#### RECORDS TO PROCESS:

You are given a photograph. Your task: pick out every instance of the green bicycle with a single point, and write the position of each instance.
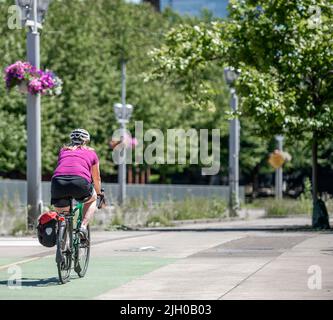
(71, 248)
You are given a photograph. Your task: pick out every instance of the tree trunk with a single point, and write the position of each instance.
(314, 169)
(320, 219)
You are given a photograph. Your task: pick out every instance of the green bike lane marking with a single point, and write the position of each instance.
(39, 279)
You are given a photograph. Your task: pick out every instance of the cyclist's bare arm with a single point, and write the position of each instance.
(96, 177)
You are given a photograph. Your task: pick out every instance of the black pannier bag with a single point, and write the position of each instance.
(47, 229)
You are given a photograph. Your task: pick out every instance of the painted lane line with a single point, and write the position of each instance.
(17, 263)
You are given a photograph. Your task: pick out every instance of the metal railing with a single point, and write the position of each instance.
(17, 191)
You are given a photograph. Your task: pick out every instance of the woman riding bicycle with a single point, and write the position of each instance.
(77, 176)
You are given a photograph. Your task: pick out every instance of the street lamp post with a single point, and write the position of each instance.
(32, 14)
(123, 113)
(279, 172)
(231, 75)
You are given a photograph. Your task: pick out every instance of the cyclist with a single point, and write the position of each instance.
(77, 176)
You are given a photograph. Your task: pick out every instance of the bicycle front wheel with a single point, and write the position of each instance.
(82, 254)
(64, 252)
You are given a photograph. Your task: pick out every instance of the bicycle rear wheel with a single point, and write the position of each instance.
(64, 251)
(82, 255)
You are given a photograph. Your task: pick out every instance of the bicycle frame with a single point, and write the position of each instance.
(78, 207)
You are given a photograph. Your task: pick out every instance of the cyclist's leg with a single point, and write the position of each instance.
(89, 209)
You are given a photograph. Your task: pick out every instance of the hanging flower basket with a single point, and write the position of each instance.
(28, 79)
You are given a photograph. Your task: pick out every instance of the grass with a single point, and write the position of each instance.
(145, 213)
(287, 207)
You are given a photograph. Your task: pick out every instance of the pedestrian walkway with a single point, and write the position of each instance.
(249, 259)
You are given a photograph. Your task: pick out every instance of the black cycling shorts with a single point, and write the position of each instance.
(66, 188)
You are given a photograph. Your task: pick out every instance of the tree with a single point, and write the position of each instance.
(285, 52)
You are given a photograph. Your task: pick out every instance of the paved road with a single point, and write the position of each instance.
(252, 259)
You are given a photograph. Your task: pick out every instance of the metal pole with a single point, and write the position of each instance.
(234, 157)
(279, 172)
(34, 132)
(122, 165)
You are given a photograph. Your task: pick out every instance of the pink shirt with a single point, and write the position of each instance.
(76, 162)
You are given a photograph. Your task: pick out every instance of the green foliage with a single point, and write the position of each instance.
(285, 207)
(83, 42)
(286, 62)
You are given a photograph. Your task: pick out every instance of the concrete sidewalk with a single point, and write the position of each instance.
(247, 259)
(256, 266)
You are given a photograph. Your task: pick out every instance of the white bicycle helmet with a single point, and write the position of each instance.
(79, 136)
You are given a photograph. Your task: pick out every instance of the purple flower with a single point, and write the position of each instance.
(35, 86)
(16, 72)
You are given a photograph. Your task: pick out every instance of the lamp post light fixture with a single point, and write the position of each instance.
(279, 171)
(32, 13)
(230, 75)
(123, 113)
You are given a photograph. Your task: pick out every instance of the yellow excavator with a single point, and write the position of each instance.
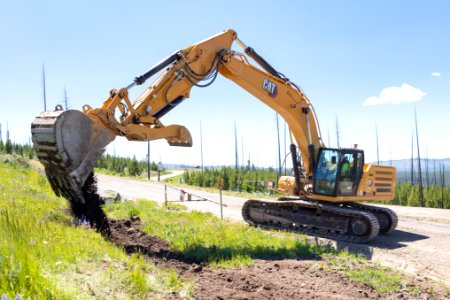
(327, 184)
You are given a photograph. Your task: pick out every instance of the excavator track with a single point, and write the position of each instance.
(313, 218)
(58, 167)
(387, 218)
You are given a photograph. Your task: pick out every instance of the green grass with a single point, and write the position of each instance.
(44, 256)
(206, 238)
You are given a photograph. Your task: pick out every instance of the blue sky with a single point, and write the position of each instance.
(342, 53)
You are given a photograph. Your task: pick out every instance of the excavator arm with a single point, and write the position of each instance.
(191, 67)
(69, 143)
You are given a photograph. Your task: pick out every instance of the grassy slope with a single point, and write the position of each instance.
(229, 244)
(43, 255)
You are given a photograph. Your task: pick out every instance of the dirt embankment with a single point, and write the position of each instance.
(266, 279)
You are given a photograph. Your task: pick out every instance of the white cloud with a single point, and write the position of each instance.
(396, 95)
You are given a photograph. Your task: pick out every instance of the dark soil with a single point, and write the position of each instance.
(266, 279)
(91, 211)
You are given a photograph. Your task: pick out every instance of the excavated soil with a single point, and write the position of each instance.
(266, 279)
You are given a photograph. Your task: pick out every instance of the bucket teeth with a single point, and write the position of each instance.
(68, 144)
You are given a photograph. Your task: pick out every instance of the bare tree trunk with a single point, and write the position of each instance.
(66, 105)
(148, 159)
(43, 87)
(412, 159)
(427, 174)
(236, 148)
(419, 168)
(329, 143)
(434, 172)
(442, 185)
(337, 133)
(378, 152)
(201, 146)
(285, 153)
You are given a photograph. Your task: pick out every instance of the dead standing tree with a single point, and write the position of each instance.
(418, 159)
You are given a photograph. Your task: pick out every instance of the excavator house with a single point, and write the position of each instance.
(323, 195)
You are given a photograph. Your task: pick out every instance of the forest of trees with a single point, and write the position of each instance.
(124, 165)
(249, 179)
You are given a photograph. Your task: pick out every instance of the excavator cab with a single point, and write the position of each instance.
(338, 172)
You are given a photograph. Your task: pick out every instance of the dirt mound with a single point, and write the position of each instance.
(127, 233)
(266, 279)
(91, 211)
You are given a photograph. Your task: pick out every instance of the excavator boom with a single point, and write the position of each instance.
(69, 143)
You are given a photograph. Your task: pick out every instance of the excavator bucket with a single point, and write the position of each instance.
(68, 143)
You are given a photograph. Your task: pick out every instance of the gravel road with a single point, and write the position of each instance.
(420, 246)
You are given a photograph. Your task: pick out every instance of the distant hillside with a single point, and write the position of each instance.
(403, 167)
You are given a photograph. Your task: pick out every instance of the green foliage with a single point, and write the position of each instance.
(435, 196)
(249, 179)
(43, 255)
(134, 169)
(205, 238)
(10, 147)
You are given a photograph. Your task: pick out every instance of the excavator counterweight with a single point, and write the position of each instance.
(327, 183)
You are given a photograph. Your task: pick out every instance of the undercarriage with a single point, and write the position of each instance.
(350, 222)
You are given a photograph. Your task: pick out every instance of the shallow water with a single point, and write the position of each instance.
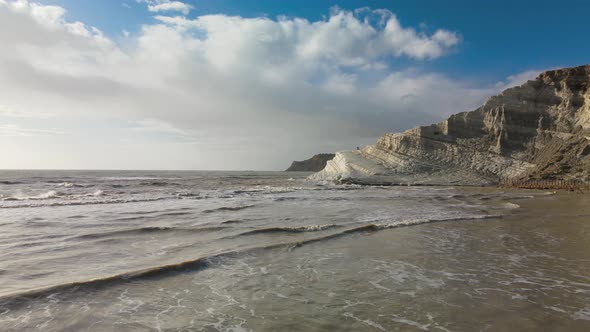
(219, 251)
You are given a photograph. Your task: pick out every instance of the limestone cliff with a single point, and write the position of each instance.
(313, 164)
(538, 130)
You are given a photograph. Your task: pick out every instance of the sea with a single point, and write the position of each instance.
(274, 251)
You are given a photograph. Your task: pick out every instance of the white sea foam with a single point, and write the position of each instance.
(511, 206)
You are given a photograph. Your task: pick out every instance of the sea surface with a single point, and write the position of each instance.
(272, 251)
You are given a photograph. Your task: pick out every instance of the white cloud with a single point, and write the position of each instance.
(215, 91)
(168, 6)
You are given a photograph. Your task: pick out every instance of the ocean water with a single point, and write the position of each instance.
(253, 251)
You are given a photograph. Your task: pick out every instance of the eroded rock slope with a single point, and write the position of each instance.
(540, 130)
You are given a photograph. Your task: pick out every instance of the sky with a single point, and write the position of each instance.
(253, 85)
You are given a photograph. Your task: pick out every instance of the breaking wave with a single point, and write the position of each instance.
(200, 263)
(229, 208)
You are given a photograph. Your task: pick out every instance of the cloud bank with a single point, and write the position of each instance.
(214, 91)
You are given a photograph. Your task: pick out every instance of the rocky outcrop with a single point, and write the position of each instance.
(313, 164)
(540, 130)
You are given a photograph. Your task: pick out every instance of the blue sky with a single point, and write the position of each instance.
(228, 84)
(499, 37)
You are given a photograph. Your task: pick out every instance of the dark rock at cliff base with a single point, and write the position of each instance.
(539, 130)
(313, 164)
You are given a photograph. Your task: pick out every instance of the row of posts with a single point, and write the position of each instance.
(571, 185)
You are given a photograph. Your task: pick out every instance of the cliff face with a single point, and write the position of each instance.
(538, 130)
(313, 164)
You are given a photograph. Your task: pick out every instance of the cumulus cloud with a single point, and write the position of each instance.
(168, 6)
(214, 91)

#### THE REQUEST:
Everything from the line with "the dark rock" through the last line of the material above should be echoed exactly, and nothing else.

#### PROBLEM SOLUTION:
You are given a photograph. Your task: pick out every instance of the dark rock at cliff base with a single point, and write the position of each instance.
(539, 130)
(313, 164)
You are given a photograph. Your task: pick out every instance of the row of posts with a single point, and write the position of each instance.
(571, 185)
You are given a photograph. Your task: pick out every instance of the cliff face with a single point, and write the position of each instance.
(538, 130)
(313, 164)
You are given a photograph. Your task: pick out every instance of the cumulus cloud with a single point, and write the position of each instance.
(168, 6)
(214, 91)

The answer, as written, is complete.